== WRITTEN EXERCISE ==
Please find every line below that contains the string "baguette" and copy each one. Case counts.

[Stored items]

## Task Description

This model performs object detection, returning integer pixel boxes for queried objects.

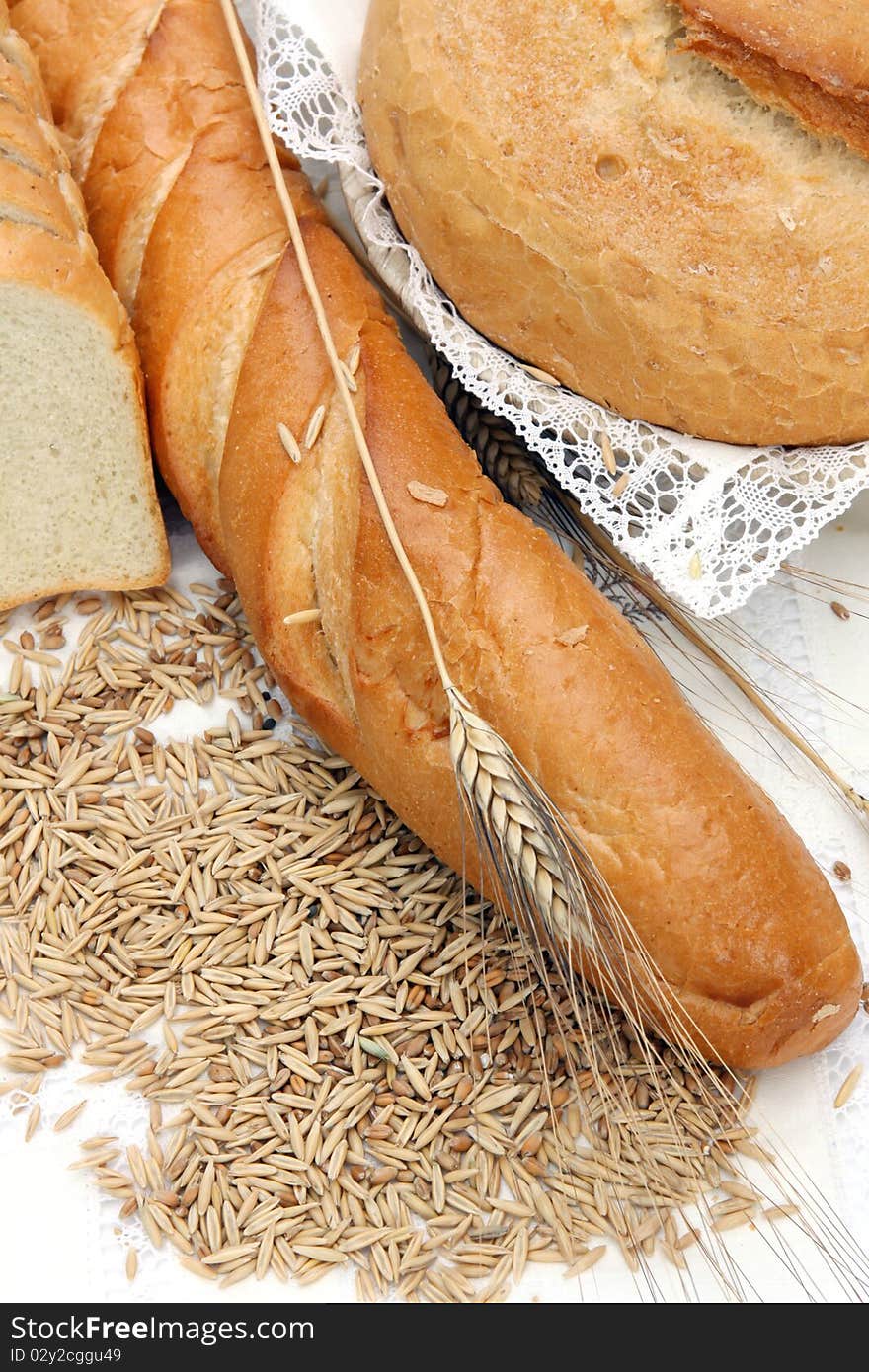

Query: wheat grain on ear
[221,0,869,1299]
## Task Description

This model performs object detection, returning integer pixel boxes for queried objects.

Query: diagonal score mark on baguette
[221,0,869,1299]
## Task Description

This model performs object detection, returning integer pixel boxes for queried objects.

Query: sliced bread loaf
[0,0,169,609]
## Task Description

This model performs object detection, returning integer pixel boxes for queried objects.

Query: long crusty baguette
[15,0,859,1065]
[359,0,869,444]
[0,0,169,611]
[679,0,869,158]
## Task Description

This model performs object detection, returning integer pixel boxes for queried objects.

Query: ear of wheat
[221,0,869,1299]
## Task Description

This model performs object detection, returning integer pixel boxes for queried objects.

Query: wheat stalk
[221,0,869,1299]
[427,344,869,816]
[221,0,637,1010]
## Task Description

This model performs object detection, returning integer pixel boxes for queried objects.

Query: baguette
[359,0,869,444]
[681,0,869,158]
[0,0,169,611]
[15,0,861,1066]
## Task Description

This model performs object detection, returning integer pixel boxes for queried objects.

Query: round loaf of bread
[359,0,869,444]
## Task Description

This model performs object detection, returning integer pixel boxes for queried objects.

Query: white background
[0,496,869,1302]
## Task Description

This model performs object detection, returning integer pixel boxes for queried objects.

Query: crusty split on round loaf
[0,0,169,611]
[15,0,861,1066]
[359,0,869,444]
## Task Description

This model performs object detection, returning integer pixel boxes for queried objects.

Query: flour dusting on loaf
[359,0,869,444]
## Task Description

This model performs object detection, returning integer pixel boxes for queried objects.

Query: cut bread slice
[0,278,168,609]
[0,0,169,609]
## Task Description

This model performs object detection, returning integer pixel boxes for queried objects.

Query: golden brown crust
[221,216,861,1066]
[0,0,170,609]
[359,0,869,444]
[25,0,861,1066]
[678,0,869,103]
[681,14,869,158]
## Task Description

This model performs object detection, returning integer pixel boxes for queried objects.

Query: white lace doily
[257,0,869,618]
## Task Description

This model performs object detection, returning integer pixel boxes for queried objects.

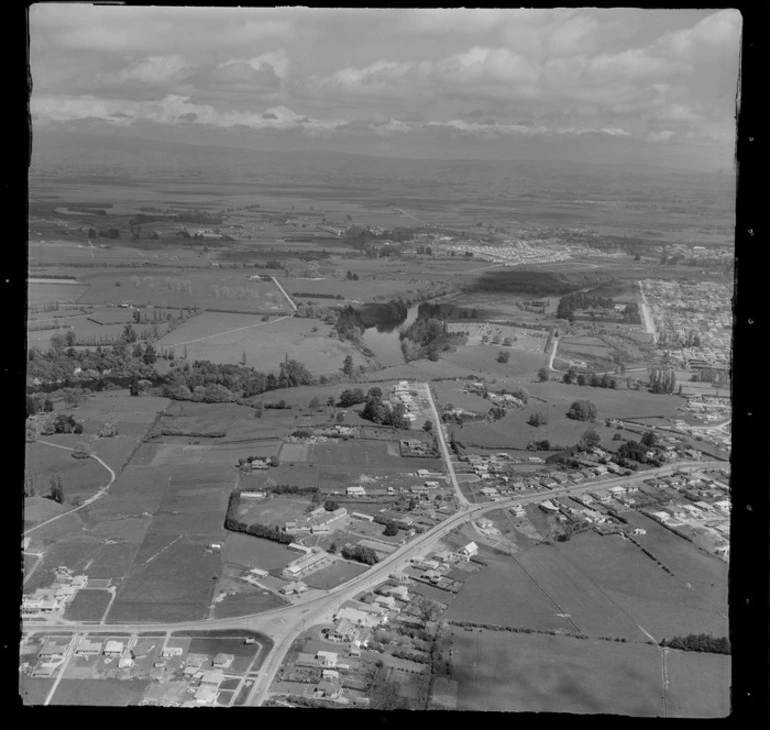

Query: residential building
[214,652,235,669]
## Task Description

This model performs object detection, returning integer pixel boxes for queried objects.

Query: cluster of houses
[434,239,603,266]
[285,506,348,535]
[642,279,732,362]
[21,566,88,617]
[390,380,423,423]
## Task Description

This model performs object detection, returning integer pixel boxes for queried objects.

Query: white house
[459,542,479,559]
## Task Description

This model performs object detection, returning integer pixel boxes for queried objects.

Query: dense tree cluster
[225,489,294,545]
[660,634,730,654]
[342,545,379,565]
[556,292,615,320]
[650,368,676,393]
[164,357,314,400]
[567,400,596,421]
[361,388,409,429]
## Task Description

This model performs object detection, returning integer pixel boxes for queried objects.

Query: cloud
[644,129,676,142]
[117,56,190,86]
[660,9,743,59]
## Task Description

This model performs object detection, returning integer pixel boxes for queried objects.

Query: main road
[22,461,725,705]
[419,383,468,507]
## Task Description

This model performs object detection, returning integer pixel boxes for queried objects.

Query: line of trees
[660,634,730,654]
[225,489,294,545]
[361,387,409,430]
[341,545,380,565]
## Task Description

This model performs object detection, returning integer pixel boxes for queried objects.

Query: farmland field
[79,268,291,313]
[666,651,731,718]
[556,516,728,639]
[222,532,299,570]
[442,345,548,376]
[158,312,364,375]
[446,549,575,631]
[108,531,220,623]
[65,589,112,621]
[238,497,310,528]
[452,628,664,717]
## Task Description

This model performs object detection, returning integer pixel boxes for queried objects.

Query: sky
[30,3,742,170]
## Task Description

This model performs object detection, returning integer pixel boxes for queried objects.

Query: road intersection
[23,461,726,706]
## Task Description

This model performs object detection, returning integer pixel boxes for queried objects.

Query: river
[361,304,419,366]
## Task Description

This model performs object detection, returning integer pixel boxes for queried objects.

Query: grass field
[548,526,728,640]
[452,629,664,717]
[666,651,731,718]
[238,497,310,527]
[25,437,110,506]
[158,312,364,375]
[108,531,220,623]
[303,560,367,590]
[446,549,575,631]
[222,532,299,570]
[64,589,112,621]
[79,268,290,312]
[51,679,150,707]
[442,345,548,376]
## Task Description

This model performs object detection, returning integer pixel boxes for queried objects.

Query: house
[75,636,102,656]
[195,684,219,705]
[214,652,235,669]
[160,646,184,659]
[329,618,358,641]
[288,542,313,556]
[315,679,342,700]
[315,651,337,667]
[104,639,125,657]
[374,596,396,609]
[200,669,225,687]
[279,580,307,596]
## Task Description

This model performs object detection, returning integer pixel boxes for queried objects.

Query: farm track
[23,441,118,537]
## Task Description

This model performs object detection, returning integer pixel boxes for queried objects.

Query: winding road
[23,440,117,537]
[23,461,726,706]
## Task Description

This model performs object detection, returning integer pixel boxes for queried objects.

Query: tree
[122,324,139,344]
[142,343,158,365]
[342,355,354,378]
[24,474,37,498]
[567,400,596,421]
[99,423,118,438]
[382,522,398,537]
[48,474,64,504]
[332,388,367,408]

== COMPLETED TASK ==
Query: diagonal score mark on baguette
Query: long crusty baguette
Query: baguette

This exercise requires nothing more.